**ASSIGNED TASK**
In the material below, find each line with the word "trash" and copy it.

====== SUPPLIED INFORMATION

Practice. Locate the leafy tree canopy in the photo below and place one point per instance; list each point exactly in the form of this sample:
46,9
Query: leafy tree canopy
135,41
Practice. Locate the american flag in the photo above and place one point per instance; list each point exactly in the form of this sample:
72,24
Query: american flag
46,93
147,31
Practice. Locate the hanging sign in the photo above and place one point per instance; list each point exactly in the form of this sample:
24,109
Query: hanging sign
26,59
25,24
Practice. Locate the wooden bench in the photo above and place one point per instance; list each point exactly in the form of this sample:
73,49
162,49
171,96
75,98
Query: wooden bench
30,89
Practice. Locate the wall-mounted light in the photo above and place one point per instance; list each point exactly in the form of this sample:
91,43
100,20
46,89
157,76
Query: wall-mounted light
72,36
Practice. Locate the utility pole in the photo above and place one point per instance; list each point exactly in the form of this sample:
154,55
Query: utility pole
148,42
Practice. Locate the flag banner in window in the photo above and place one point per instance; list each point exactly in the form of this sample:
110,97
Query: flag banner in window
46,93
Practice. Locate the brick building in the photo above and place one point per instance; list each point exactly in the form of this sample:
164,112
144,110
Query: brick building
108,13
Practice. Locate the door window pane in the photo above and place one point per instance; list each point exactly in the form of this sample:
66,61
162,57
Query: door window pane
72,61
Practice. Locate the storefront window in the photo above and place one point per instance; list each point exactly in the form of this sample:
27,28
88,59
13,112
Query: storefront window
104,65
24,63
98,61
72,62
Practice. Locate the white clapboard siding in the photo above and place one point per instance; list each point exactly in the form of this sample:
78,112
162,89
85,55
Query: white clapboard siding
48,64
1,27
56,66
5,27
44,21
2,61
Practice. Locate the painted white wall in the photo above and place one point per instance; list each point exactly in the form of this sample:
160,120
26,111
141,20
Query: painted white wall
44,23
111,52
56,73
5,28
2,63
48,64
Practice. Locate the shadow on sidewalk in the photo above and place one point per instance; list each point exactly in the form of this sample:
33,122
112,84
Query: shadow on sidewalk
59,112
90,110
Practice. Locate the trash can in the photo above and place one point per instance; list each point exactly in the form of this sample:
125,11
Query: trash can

============

**TASK RESULT**
Practice. Locate the trash can in the photo above and place one point per instance; list each point exactly in the form of this sample:
Query: trash can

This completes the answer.